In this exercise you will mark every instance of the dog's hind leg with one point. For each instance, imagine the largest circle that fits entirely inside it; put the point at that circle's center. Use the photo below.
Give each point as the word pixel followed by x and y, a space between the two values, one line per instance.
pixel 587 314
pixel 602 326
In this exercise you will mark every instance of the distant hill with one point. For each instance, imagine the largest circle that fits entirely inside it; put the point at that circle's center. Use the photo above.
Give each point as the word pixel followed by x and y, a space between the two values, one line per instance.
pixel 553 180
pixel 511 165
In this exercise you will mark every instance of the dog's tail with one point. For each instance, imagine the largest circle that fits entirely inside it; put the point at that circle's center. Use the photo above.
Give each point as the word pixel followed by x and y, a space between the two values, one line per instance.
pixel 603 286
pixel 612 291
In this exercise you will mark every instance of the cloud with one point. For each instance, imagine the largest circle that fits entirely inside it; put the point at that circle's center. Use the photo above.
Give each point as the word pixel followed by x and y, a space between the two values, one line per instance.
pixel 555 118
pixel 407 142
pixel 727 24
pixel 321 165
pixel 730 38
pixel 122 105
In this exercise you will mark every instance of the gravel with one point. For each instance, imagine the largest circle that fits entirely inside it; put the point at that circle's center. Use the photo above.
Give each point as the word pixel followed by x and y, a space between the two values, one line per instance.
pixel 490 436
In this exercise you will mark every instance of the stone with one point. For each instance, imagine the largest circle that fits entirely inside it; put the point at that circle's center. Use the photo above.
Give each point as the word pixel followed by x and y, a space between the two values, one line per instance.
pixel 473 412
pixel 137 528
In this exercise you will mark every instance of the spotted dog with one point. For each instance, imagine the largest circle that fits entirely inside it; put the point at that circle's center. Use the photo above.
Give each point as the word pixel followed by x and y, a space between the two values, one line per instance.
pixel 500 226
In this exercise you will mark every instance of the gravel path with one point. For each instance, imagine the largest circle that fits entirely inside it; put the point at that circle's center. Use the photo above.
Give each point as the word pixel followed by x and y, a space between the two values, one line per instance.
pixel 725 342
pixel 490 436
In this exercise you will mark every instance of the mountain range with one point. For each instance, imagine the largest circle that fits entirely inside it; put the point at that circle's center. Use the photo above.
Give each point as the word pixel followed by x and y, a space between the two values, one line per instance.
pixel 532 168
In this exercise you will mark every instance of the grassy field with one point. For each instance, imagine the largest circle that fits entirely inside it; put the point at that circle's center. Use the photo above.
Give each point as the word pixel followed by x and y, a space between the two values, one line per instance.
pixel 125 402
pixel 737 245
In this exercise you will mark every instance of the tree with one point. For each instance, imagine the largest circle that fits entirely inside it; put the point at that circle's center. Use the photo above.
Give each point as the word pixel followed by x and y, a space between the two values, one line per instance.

* * * * * * *

* _What needs to be done_:
Repeat, character for character, the lines from the one that holds "In this exercise you will mark every instance of the mountain" to the final line of the material, inclusive, and no other lines.

* _Exercise output_:
In this exercise you will mark every instance of the mountain range with one point. For each instance, imagine the largest circle that fits entirely inside it; put the point at that circle's center. Use the photo above.
Give each point as the word pixel followed by x and y, a space between the two values, one line per instance.
pixel 532 168
In this exercise you will mark every instance of the grassy field with one point. For each instance, imagine the largest circle that fits entirely inside it; put the point at that circle's center. Use the photo above.
Give each point as the word pixel followed by x and y, a space between the two values, one line per instance.
pixel 125 402
pixel 737 245
In this exercise you will mark every instance of the tree with one point. For each instance, imagine the largest circle that fits entirely inside it; put the point at that circle's center. Use the photo above.
Give each point as the word pixel followed by x and y, a space between the two values, one line per instance.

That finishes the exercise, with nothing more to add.